## [課題の内容]
a) 松山英樹選手に関する記事から、「2021年にマスターズ優勝、」で始まり「夫人、2男。アイダ設計所属。」で終わる部分を一字一句そのまま引用してください。
b) 松山英樹選手に関する記事を、示されている最後の文の後から書き継いでください。

## [本文抜粋]
↓

【松山英樹】ショートパット外しボギー…怒りに任せず、サッと3番Iを抜ける/連載2

2021年にマスターズ優勝、24年8月のパリ五輪では銅メダル獲得と世界で活躍する男子プロゴルフの松山英樹選手(32)。元専属キャディーを務めた進藤大典さん(44)が、知られざる世界トップの強さの秘密を明かしてくれました。2013年から6年間コンビを組んで、国内、海外で通算12勝を挙げた元“相棒"が見てきた超一流のマネジメント。個人競技でありながら、選手を支えるチームビルディングスの重要性とは―。ピンチや壁に直面した際、並外れた胆力はどのように養われたのか―。ビジネスにも通じるヒントがあると思います。

3話連載の中編です。

ゴルフ

◆進藤大典(しんどう・だいすけ)1980年(昭55)7月3日、京都府生まれ。明徳義塾―東北福祉大卒。松山英樹選手が2017年、世界ランキング2位となった際の専属キャディー。2002年からキャディーをはじめ、2003年には宮里優作選手の専属キャディー。2006年には谷原秀人選手のバックを担ぎ、JCBクラシックでプロキャディーとして初優勝を飾った。男子プロでは片山晋呉、岩田寛選手ら、女子プロでは上田桃子選手らのキャディーを務めた。現在は主にスポーツマネジメント業「ミュアフィールドヴィレッジ株式会社」の代表取締役を務め、ゴルフ解説、講演、YouTube配信ほか、今年11月には「第4回進藤大典ジュニアトーナメント2024」を開催するなど、子どもたちの育成に力を入れている。趣味は映画観賞、旅行。173センチ、70キロ。家族は夫人、2男。アイダ設計所属。

↑

## [物体の出現位置を示すデータセットの行]

↓

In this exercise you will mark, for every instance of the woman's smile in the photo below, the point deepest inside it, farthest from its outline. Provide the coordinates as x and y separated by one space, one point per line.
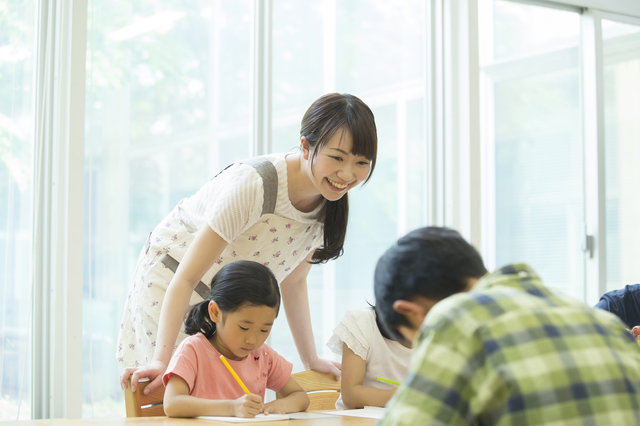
336 186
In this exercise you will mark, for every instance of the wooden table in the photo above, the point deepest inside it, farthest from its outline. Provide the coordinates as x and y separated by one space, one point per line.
165 421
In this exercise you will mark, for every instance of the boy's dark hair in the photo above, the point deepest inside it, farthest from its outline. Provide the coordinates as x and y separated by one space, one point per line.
431 262
238 283
327 115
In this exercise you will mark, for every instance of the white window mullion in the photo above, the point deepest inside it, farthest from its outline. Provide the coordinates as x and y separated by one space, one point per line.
462 119
594 243
434 114
261 90
58 214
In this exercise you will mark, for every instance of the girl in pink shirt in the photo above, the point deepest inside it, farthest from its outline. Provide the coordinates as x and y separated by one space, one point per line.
234 322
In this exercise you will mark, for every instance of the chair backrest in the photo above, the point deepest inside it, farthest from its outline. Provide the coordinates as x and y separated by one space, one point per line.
140 405
323 389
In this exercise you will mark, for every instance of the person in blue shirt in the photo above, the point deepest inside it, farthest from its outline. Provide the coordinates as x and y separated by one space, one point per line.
625 303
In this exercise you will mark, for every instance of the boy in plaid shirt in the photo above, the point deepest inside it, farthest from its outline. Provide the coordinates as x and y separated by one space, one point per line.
500 348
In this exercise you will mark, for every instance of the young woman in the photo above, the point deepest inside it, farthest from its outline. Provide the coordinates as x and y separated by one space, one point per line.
234 323
286 211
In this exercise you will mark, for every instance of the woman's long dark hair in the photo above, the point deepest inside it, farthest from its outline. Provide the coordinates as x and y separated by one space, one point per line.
321 121
238 283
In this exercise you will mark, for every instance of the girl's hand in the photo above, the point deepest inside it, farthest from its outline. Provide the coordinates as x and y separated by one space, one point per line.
326 366
273 407
247 406
153 371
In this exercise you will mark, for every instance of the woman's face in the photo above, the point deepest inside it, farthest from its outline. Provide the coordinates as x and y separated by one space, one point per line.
241 332
335 170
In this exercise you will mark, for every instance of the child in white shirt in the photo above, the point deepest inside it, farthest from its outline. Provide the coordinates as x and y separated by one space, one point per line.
367 353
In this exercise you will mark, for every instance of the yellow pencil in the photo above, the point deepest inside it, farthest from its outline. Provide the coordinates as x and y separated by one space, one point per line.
233 373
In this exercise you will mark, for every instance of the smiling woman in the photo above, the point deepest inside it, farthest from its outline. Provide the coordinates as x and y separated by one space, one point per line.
280 210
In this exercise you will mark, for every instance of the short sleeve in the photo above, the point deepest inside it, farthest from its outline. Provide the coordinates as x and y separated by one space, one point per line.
233 200
184 364
279 370
356 331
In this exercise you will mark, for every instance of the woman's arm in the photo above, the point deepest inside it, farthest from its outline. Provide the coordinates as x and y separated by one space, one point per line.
295 301
354 394
294 399
203 251
178 403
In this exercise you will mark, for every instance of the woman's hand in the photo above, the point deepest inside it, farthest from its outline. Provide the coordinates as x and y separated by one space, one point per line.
153 371
247 406
326 366
273 407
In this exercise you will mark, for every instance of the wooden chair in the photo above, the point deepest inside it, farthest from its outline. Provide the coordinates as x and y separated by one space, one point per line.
323 389
140 405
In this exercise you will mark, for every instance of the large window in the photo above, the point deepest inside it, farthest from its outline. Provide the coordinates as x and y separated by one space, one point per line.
533 140
176 90
169 103
17 68
167 107
621 57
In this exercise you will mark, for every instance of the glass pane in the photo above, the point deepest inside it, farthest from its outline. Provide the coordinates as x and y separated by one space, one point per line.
524 30
376 44
621 51
167 108
353 47
534 121
17 61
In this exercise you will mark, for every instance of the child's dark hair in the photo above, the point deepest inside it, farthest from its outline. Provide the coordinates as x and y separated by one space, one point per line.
322 120
239 283
431 262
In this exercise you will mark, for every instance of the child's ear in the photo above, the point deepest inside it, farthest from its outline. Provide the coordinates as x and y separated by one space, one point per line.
304 146
413 311
214 312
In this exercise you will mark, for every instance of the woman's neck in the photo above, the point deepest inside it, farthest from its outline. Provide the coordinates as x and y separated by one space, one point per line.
302 193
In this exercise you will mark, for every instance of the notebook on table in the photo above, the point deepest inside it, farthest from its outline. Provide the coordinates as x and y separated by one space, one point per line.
367 412
256 419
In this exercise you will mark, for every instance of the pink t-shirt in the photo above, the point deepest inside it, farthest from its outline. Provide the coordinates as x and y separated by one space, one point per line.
198 363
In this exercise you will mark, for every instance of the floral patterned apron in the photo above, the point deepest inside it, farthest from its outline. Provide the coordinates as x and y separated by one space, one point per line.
275 241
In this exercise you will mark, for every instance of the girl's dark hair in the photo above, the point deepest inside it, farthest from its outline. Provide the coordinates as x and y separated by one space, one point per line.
239 283
322 120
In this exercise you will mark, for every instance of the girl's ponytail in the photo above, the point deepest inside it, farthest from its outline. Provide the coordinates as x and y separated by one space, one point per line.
238 283
198 320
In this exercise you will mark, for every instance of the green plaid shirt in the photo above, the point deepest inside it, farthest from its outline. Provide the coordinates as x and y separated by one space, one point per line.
511 352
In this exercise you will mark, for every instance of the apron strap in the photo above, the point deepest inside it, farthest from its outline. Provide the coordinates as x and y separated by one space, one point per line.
202 289
269 175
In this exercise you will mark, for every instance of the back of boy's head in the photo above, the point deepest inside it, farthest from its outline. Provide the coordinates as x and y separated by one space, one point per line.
432 262
237 284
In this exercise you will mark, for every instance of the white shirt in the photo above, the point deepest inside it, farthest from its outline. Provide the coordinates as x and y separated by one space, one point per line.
384 357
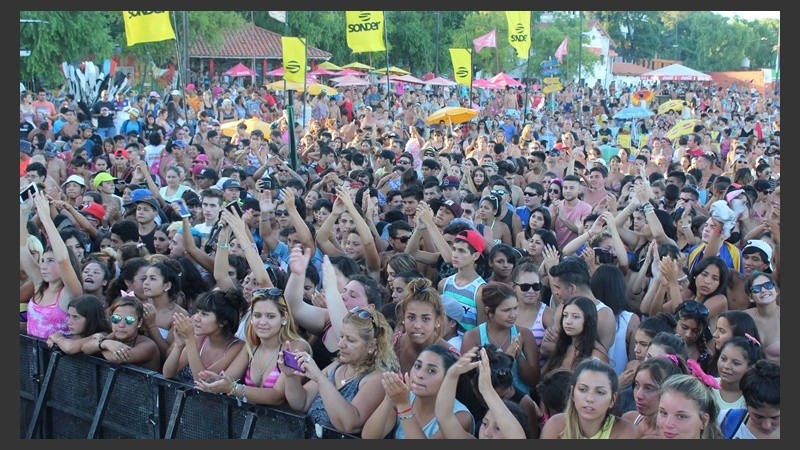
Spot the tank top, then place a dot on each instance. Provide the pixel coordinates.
(44, 320)
(317, 411)
(605, 430)
(517, 381)
(466, 296)
(432, 427)
(618, 353)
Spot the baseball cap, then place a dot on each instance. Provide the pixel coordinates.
(25, 147)
(142, 195)
(454, 207)
(74, 179)
(232, 184)
(95, 210)
(102, 177)
(764, 247)
(451, 181)
(205, 172)
(472, 238)
(453, 310)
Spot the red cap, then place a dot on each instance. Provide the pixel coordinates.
(472, 238)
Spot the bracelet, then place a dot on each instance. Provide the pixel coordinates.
(406, 416)
(405, 411)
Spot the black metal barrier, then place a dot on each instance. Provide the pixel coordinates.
(85, 397)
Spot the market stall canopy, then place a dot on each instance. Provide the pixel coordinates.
(675, 72)
(240, 70)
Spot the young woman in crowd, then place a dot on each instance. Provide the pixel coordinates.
(589, 412)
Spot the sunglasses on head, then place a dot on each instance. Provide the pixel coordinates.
(129, 320)
(757, 288)
(525, 287)
(272, 292)
(694, 307)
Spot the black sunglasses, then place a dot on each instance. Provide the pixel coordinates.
(693, 307)
(525, 287)
(757, 288)
(272, 292)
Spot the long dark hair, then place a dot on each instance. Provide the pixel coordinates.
(585, 343)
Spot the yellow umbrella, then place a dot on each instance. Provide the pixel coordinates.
(392, 69)
(675, 105)
(229, 128)
(357, 66)
(681, 128)
(451, 115)
(328, 65)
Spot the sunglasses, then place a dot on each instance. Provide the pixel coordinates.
(365, 314)
(525, 287)
(272, 292)
(129, 320)
(757, 288)
(693, 307)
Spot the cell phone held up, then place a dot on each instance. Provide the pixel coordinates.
(290, 361)
(27, 192)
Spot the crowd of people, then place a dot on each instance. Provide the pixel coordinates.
(540, 271)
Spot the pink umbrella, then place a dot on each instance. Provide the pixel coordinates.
(484, 84)
(440, 81)
(323, 72)
(350, 80)
(349, 71)
(240, 70)
(503, 80)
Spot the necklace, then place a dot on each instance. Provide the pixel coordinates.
(346, 380)
(501, 346)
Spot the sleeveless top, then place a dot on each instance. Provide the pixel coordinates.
(517, 381)
(432, 427)
(322, 356)
(44, 320)
(618, 353)
(185, 374)
(605, 430)
(466, 297)
(539, 331)
(317, 411)
(268, 381)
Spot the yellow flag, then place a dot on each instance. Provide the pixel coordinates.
(462, 65)
(364, 31)
(147, 26)
(294, 59)
(519, 32)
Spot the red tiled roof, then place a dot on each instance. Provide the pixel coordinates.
(628, 69)
(249, 42)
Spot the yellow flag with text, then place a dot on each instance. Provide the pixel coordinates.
(519, 32)
(364, 31)
(294, 59)
(147, 26)
(462, 65)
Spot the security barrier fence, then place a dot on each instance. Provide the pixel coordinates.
(85, 397)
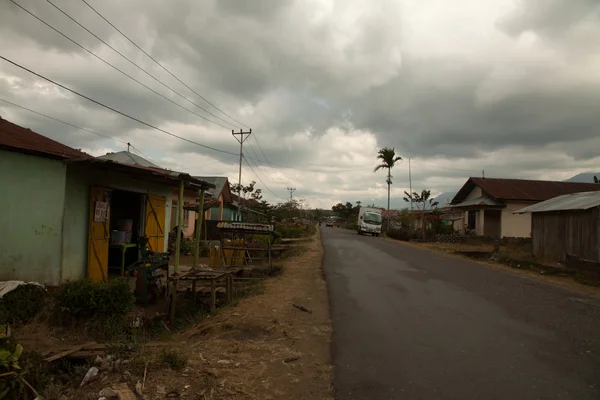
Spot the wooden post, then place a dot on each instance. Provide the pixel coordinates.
(199, 219)
(270, 260)
(213, 296)
(177, 250)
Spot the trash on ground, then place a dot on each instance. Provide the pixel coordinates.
(302, 308)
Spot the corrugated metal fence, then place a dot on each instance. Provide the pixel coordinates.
(554, 234)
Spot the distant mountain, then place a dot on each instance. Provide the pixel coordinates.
(584, 177)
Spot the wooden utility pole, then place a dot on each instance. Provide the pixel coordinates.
(291, 190)
(241, 139)
(200, 212)
(410, 183)
(177, 251)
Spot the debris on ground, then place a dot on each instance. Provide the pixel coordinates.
(123, 392)
(302, 308)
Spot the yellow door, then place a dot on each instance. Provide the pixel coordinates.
(155, 222)
(99, 233)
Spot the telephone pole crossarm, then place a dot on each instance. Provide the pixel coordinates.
(243, 136)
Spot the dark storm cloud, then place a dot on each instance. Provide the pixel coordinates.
(518, 98)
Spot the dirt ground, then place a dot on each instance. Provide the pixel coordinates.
(261, 348)
(516, 251)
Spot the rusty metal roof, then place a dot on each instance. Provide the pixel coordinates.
(24, 140)
(522, 189)
(567, 202)
(482, 201)
(245, 226)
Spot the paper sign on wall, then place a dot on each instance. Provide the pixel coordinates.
(100, 211)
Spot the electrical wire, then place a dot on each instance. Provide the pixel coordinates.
(115, 68)
(136, 65)
(259, 165)
(160, 65)
(63, 122)
(263, 153)
(204, 165)
(261, 181)
(113, 109)
(447, 168)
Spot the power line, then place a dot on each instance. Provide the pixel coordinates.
(112, 66)
(160, 65)
(263, 153)
(113, 109)
(448, 168)
(259, 164)
(261, 181)
(63, 122)
(78, 127)
(136, 65)
(204, 165)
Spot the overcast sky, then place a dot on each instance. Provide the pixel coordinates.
(511, 87)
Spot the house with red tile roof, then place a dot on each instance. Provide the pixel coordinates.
(67, 215)
(488, 204)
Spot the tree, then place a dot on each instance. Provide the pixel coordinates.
(388, 160)
(345, 211)
(422, 201)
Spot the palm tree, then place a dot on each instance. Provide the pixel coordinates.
(388, 160)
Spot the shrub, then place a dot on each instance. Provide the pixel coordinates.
(85, 299)
(173, 360)
(402, 234)
(290, 231)
(22, 304)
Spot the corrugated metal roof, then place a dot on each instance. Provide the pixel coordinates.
(522, 189)
(218, 181)
(126, 157)
(480, 201)
(25, 140)
(567, 202)
(245, 226)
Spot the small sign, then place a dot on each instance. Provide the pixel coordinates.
(100, 211)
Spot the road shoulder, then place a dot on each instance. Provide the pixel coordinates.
(558, 281)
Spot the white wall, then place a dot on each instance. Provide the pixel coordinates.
(515, 225)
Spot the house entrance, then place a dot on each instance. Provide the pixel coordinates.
(127, 226)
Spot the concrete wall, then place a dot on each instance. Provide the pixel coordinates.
(31, 212)
(79, 179)
(476, 192)
(189, 196)
(492, 223)
(75, 226)
(516, 225)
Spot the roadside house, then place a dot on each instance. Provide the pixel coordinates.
(59, 218)
(227, 208)
(189, 195)
(568, 224)
(488, 204)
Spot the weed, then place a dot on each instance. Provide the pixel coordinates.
(21, 305)
(173, 360)
(84, 298)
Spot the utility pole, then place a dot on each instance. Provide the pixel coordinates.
(410, 183)
(292, 190)
(241, 139)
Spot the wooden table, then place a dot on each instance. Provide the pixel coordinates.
(212, 276)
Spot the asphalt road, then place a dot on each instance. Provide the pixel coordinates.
(411, 324)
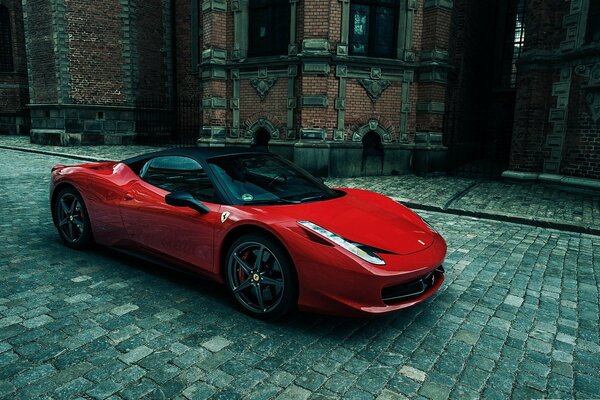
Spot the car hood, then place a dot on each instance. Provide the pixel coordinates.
(368, 218)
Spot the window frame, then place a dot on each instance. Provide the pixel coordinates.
(372, 17)
(216, 199)
(7, 62)
(271, 10)
(587, 39)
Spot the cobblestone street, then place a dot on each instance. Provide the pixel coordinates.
(517, 317)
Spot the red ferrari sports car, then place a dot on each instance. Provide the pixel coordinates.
(275, 235)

↑

## [結果]
a)
2021年にマスターズ優勝、24年8月のパリ五輪では銅メダル獲得と世界で活躍する男子プロゴルフの松山英樹選手(32)。元専属キャディーを務めた進藤大典さん(44)が、知られざる世界トップの強さの秘密を明かしてくれました。2013年から6年間コンビを組んで、国内、海外で通算12勝を挙げた元“相棒"が見てきた超一流のマネジメント。個人競技でありながら、選手を支えるチームビルディングスの重要性とは―。ピンチや壁に直面した際、並外れた胆力はどのように養われたのか―。ビジネスにも通じるヒントがあると思います。

3話連載の中編です。

ゴルフ

◆進藤大典(しんどう・だいすけ)1980年(昭55)7月3日、京都府生まれ。明徳義塾―東北福祉大卒。松山英樹選手が2017年、世界ランキング2位となった際の専属キャディー。2002年からキャディーをはじめ、2003年には宮里優作選手の専属キャディー。2006年には谷原秀人選手のバックを担ぎ、JCBクラシックでプロキャディーとして初優勝を飾った。男子プロでは片山晋呉、岩田寛選手ら、女子プロでは上田桃子選手らのキャディーを務めた。現在は主にスポーツマネジメント業「ミュアフィールドヴィレッジ株式会社」の代表取締役を務め、ゴルフ解説、講演、YouTube配信ほか、今年11月には「第4回進藤大典ジュニアトーナメント2024」を開催するなど、子どもたちの育成に力を入れている。趣味は映画観賞、旅行。173センチ、70キロ。家族は夫人、2男。アイダ設計所属。

b)
■「目標としている景色が違う」

今季のドジャース大谷翔平選手の活躍に、進藤さんは「やはり世界のトップで活躍する選手は、目標としている景色が違うと、つくづく思いました。ヒデキも同じです。野球の大谷さん、ボクシングの井上尚弥さんとは、アスリートとしての感性、メンタリティーが似ているような気がしています」と話した。

昨年3月、野球の日本代表がWBC(ワールド・ベースボール・クラシック)の決勝で米国を破り、世界一に輝いた。その試合前、大谷選手がナインに呼びかけた名言がある。

「野球をやっていたら誰しも聞いたことがあるような選手たちがいると思う。

憧れてしまっては超えられないので、僕らは今日を超えるために、トップになるために来たので。

今日1日だけは彼らへの憧れを捨てて、勝つことだけを考えていきましょう」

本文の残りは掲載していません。